▶ _REQUIRED ACTION_: After finding the line with "pixel 19 217" in the entries below, retype exactly each line from there through the line with "pixel 115 83", including that final line.

▶ _INPUT FOR THIS TASK_:
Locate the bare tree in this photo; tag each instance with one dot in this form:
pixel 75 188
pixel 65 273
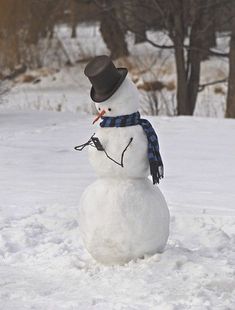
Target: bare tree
pixel 230 108
pixel 111 30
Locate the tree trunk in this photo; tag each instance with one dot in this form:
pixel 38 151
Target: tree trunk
pixel 112 33
pixel 177 34
pixel 230 109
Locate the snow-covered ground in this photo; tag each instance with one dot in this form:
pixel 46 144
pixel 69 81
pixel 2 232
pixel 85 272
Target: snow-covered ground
pixel 43 264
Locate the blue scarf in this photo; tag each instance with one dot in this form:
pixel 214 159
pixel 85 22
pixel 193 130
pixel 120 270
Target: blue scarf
pixel 155 161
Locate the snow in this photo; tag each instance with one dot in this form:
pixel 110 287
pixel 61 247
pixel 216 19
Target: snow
pixel 43 264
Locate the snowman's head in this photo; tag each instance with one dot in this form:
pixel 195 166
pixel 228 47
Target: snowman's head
pixel 124 101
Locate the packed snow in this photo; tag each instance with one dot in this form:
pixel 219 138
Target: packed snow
pixel 43 263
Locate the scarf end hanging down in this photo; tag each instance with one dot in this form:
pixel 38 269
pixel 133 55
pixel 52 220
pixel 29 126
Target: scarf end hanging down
pixel 156 171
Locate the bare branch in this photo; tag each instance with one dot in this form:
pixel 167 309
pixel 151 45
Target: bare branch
pixel 201 87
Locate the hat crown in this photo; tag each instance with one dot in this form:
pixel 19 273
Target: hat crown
pixel 104 77
pixel 97 66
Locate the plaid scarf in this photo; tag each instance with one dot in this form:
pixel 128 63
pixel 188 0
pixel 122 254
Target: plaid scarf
pixel 155 161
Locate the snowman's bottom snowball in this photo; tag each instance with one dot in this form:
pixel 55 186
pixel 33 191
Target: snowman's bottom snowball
pixel 121 220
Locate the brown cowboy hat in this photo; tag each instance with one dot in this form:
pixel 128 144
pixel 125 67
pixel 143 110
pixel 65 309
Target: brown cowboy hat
pixel 104 77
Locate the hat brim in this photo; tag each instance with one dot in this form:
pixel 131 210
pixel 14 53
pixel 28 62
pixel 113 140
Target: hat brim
pixel 102 97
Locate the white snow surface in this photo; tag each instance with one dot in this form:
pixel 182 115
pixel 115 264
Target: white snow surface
pixel 43 264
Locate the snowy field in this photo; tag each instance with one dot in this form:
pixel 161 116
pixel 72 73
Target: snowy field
pixel 43 264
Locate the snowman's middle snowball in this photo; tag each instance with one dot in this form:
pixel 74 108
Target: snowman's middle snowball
pixel 123 219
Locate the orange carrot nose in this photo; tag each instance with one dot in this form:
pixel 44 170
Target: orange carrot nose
pixel 99 116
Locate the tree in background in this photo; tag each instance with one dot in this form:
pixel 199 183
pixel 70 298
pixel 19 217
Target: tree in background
pixel 230 108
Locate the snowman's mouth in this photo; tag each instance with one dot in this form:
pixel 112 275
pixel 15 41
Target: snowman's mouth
pixel 99 116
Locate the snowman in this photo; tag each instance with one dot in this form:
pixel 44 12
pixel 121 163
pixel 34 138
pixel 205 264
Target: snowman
pixel 122 215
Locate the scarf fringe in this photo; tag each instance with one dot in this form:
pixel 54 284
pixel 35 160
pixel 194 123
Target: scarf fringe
pixel 156 171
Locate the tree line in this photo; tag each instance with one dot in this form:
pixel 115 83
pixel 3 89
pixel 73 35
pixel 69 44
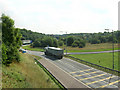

▶ _SOLUTION TO THE EXERCISE_:
pixel 19 217
Target: tree in background
pixel 230 108
Locate the snowman's mouth in this photo; tag each instance with one dot in this form:
pixel 112 275
pixel 15 41
Target: snowman's mouth
pixel 99 116
Locate the snowman in this photo; tag each instance with one dot in this form:
pixel 44 12
pixel 121 163
pixel 34 138
pixel 205 264
Target: snowman
pixel 122 215
Locate the scarf fringe in this photo; tag each instance with one dot in this form:
pixel 54 284
pixel 35 160
pixel 194 123
Target: scarf fringe
pixel 156 171
Locate the tree line in this photo; tag each instance with one dot in this form:
pixel 115 83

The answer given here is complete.